I have a strange bug in my site: I have a get variable in url ?getClass=9а
For some reason when I output it's strlen it is on 1 symbol more than it actually is. For example:
9a strlen - 3
10a strlen - 4
11a strlen - 4
The other strange thing is that when I try to substring using it's strlen:
$classNumber=substr($_GET['getClass'],0,strlen($_GET['getClass']-1));
$classLetter=substr($_GET['getClass'], strlen($_GET['getClass']-1));
The result is like this: 9a $classNumber=9 $classLetter=а that's ok
10а $classNumer=1 $classLetter=0a that's wrong
11a $classNumber=11 $classLetter=a that's ok again. What's wrong with it?
This correct answer was originally posted by user4035 but downvoted and deleted for some reason.
The reason of this behaviour is that you are using a cyrillic "а", and not a latin one. And it is considered as a unicode character, represented with 2 bytes. You need to use mb_strlen function:
<?php
print strlen($_GET['getClass'])."<br>";
print mb_strlen($_GET['getClass'], 'utf8');
For input: "9а" it will print:
3
2
But if you use plain ASCII, the functions will give the same result:
getClass=99
2
2
You should substract the -1 from the strlen result not from the string.
$classNumber=substr($_GET['getClass'],0,strlen($_GET['getClass'])-1);
$classLetter=substr($_GET['getClass'], strlen($_GET['getClass'])-1);

§ CHALLENGES
**1)** In the thread, what function does the answer recommend in place of strlen?
**2)** Output the portion of the thread starting at "I have a strange" and ending at "for some reason.".

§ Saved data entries
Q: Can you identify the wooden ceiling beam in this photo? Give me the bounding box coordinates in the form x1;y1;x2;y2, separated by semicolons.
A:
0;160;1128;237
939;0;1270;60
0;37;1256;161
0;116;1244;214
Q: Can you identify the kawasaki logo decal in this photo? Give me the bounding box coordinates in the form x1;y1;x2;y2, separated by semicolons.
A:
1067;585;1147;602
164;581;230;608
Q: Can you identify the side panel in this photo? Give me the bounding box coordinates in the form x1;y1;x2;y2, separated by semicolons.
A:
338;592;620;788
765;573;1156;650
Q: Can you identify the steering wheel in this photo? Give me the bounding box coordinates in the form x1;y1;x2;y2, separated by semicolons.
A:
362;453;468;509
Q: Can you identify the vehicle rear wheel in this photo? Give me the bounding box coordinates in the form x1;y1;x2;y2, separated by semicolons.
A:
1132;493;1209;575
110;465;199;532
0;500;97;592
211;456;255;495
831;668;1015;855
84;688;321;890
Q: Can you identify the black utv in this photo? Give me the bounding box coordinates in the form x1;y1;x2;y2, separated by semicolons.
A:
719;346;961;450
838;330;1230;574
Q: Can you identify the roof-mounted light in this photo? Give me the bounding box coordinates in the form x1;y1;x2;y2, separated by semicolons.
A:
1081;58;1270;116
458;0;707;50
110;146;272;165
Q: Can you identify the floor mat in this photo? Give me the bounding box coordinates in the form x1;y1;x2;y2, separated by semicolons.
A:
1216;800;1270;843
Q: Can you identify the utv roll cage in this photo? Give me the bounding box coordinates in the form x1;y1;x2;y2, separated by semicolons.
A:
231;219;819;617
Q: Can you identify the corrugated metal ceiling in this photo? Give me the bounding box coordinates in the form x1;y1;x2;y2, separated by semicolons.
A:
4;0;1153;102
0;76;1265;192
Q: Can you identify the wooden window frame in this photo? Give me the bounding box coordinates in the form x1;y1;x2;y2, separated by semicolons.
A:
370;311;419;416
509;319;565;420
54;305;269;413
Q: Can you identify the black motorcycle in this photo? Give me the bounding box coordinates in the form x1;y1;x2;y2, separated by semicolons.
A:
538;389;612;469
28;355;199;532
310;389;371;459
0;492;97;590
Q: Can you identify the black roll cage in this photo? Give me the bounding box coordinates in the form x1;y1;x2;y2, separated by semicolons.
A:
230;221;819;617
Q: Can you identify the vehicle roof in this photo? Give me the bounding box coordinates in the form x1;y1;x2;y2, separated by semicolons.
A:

§ RESPONSES TO THE TASKS
**1)** mb_strlen

**2)**
I have a strange bug in my site: I have a get variable in url ?getClass=9а
For some reason when I output it's strlen it is on 1 symbol more than it actually is. For example:
9a strlen - 3
10a strlen - 4
11a strlen - 4
The other strange thing is that when I try to substring using it's strlen:
$classNumber=substr($_GET['getClass'],0,strlen($_GET['getClass']-1));
$classLetter=substr($_GET['getClass'], strlen($_GET['getClass']-1));
The result is like this: 9a $classNumber=9 $classLetter=а that's ok
10а $classNumer=1 $classLetter=0a that's wrong
11a $classNumber=11 $classLetter=a that's ok again. What's wrong with it?
This correct answer was originally posted by user4035 but downvoted and deleted for some reason.